This is precedent setting. In this case the rewrite was in same language, but if there's a python GPL project, and it's tests (spec) were used to rewrite specs in rust, and then an implementation in rust, can the second project be legally MIT, or any other?

If yes, this in a sense allows a path around GPL requirements. Linux's MIT version would be out in the next 1-2 years.


Its very important to understand the "how" it was done. The GPL hands the "compile" step, and the result is still GPL. The clean Room process uses 2 teams, separated by a specification. So you would have to

1. Generate specification on what the system does. 2. Pass to another "clean" system 3. Second clean system implements based just on the specification, without any information on the original.

That 3rd step is the hardest, especially for well known projects.


So what if a frontier model company trains two models, one including 50% of the world's open source project and the second model the other 50% (or ten models with 90-10)?

Then the model that is familiar with the code can write specs. The model that does not have knowledge of the project can implement them.

Would that be a proper clean room implementation?

Seems like a pretty evil, profitable product "rewrite any code base with an inconvenient license to your proprietary version, legally".


LLM training is unnecessary in what we're discussing. Merely LLM using: original code -> specs as facts -> specs to tests -> tests to new code.


It is hard to prove that the model doesn't recognize the tests and reproduces the memoized code. It's not a clean room.


1 is claude-code1, outputs tests as text.

2. Dumped into a file.

3. claude-code that converts this to tests in the target language, and implements the app that passes the tests.

3 is no longer hard - look at all the reimplementations from ccc, to rewrites popping up. They all have a well defined test suite as common theme. So much so that tldraw author raised a (joke) issue to remove tests from the project.


> but if there's a python GPL project, and it's tests (spec) were used to rewrite specs in rust, and then an implementation in rust, can the second project be legally MIT, or any other?

Isn't that what https://github.com/uutils/coreutils is? GNU coreutils spec and test suite, used to produce a rust MIT implementation. (Granted, by humans AFAIK)

(Point localization data)
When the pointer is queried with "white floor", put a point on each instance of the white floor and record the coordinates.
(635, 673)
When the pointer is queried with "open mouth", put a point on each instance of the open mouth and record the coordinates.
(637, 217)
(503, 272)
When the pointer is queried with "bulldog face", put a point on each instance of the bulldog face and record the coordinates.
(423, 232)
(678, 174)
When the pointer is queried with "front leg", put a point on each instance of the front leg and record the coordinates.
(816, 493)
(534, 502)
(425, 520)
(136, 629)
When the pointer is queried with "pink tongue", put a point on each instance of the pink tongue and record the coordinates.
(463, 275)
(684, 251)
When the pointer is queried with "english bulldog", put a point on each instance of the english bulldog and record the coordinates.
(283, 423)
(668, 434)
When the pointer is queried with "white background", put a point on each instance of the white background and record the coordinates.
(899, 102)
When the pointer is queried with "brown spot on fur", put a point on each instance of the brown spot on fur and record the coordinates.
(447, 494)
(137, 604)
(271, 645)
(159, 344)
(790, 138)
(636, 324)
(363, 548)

(Actions to take):
1. Quote the discussion of clean-room rewrites under the GPL from "2. Dumped into" to "by humans AFAIK)", inclusive.
2. Write the next part of the discussion of clean-room rewrites under the GPL, picking up after its final line.
The data above are independent of the discussion of clean-room rewrites under the GPL.

(Replies):
1.
2. Dumped into a file.

3. claude-code that converts this to tests in the target language, and implements the app that passes the tests.

3 is no longer hard - look at all the reimplementations from ccc, to rewrites popping up. They all have a well defined test suite as common theme. So much so that tldraw author raised a (joke) issue to remove tests from the project.


> but if there's a python GPL project, and it's tests (spec) were used to rewrite specs in rust, and then an implementation in rust, can the second project be legally MIT, or any other?

Isn't that what https://github.com/uutils/coreutils is? GNU coreutils spec and test suite, used to produce a rust MIT implementation. (Granted, by humans AFAIK)

2.
Treating an AI-assisted rewrite as a legal bypass for the GPL is wishful thinking. A defensible path is a documented clean-room reimplementation where a team that never saw the GPL source writes independent specs and tests, and a separate team implements from those specs using black-box characterization and differential testing while you document the chain of custody.

AI muddies the water because large models trained on public repos can reproduce GPL snippets verbatim, so prompting with tests that mirror the original risks contamination and a court could find substantial similarity. To reduce risk use black-box fuzzing and property-based tools, have humans review and scrub model outputs, run similarity scans, and budget for legal review before calling anything MIT.


I'm somewhat confused on how it actually muddies the waters - any person could have read the source code before hand and then either lied about it or forgot.

Our knowledge of what the person or the model actually contains regarding the original source is entirely incomplete when the entire premise requires there be full knowledge that nothing remains.


No, GPL still holds even if you transform the source code from one language to another language.


That why I carved it out to just the specs. If they can be read as "facts", then the new code is not derived but arrived at with TTD.

The thesis I propose is that tests are more akin to facts, or can be stated as facts, and facts are not copyright-able. That's what makes this case interesting.


I assumed that "tests" refers to a program too, which in this example is likely GPL. Thus GPL would stick already on the AI-rewrite of GPL test code.

If "tests" should mean a proper specification let's say some IETF RFC of a protocol, then that would be different.


Yes, I had not specified in my original comment. But in the SOTA LLM world code/text boundary is so blurry, so as to be non-existent.